▶ **Exercise requirements**
Which lines in the material below contain the string "rough"? Return every such line in full.

▶ **Supplied entries**
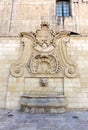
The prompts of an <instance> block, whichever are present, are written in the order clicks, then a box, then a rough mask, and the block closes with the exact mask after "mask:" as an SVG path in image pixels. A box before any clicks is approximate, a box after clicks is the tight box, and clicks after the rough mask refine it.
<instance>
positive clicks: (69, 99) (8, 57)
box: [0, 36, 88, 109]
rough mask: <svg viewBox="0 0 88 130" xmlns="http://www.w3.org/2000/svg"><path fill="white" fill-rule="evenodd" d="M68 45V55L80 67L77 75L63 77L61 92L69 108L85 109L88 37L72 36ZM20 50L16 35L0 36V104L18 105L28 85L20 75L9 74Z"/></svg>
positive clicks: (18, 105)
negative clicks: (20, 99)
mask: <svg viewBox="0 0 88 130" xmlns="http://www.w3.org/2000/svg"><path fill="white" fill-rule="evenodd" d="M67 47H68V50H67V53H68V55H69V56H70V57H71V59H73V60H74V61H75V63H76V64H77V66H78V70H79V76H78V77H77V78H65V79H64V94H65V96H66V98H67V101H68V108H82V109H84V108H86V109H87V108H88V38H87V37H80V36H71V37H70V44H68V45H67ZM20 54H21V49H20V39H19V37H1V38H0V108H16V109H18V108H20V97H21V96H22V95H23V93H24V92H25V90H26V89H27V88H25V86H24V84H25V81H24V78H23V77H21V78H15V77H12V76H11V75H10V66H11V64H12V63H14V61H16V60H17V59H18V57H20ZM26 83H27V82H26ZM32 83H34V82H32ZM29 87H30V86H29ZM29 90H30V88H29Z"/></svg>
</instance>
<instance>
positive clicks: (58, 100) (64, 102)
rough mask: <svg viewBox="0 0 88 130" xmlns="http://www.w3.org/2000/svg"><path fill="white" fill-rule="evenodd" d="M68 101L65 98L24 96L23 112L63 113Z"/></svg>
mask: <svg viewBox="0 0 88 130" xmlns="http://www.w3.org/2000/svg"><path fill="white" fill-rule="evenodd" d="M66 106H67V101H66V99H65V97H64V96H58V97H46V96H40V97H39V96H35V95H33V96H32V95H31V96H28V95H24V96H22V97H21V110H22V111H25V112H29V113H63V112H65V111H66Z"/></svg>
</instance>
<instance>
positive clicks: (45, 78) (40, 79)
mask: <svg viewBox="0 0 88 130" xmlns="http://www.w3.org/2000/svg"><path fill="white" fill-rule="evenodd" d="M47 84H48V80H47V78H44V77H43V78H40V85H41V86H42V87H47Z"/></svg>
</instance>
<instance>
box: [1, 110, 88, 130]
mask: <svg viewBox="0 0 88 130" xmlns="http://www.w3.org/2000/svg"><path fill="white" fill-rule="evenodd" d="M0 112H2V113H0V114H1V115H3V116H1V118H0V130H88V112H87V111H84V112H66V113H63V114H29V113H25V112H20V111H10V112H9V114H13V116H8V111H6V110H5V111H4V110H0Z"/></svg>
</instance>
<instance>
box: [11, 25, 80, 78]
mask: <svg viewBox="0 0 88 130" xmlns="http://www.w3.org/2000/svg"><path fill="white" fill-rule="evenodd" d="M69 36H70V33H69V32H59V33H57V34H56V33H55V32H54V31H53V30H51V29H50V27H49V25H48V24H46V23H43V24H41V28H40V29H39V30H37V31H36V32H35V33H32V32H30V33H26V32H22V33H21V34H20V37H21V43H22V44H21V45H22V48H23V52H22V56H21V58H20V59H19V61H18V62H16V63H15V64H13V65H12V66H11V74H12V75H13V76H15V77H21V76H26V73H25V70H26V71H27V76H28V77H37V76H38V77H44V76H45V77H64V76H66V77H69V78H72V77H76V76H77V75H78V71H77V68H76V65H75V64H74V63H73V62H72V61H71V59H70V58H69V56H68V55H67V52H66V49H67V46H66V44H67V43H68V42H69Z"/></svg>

▶ **Output**
The prompts of an <instance> block, whichever are present, are written in the order clicks, then a box, then a rough mask, and the block closes with the exact mask after "mask:" as an SVG path in image pixels. A box before any clicks is approximate, a box after clicks is the tight box, and clicks after the rough mask refine it.
rough mask: <svg viewBox="0 0 88 130" xmlns="http://www.w3.org/2000/svg"><path fill="white" fill-rule="evenodd" d="M68 45V55L80 67L77 75L63 77L61 92L69 108L85 109L88 37L72 36ZM20 50L16 35L0 36V104L18 105L28 85L20 75L9 74Z"/></svg>
rough mask: <svg viewBox="0 0 88 130" xmlns="http://www.w3.org/2000/svg"><path fill="white" fill-rule="evenodd" d="M68 101L65 98L24 96L23 112L63 113Z"/></svg>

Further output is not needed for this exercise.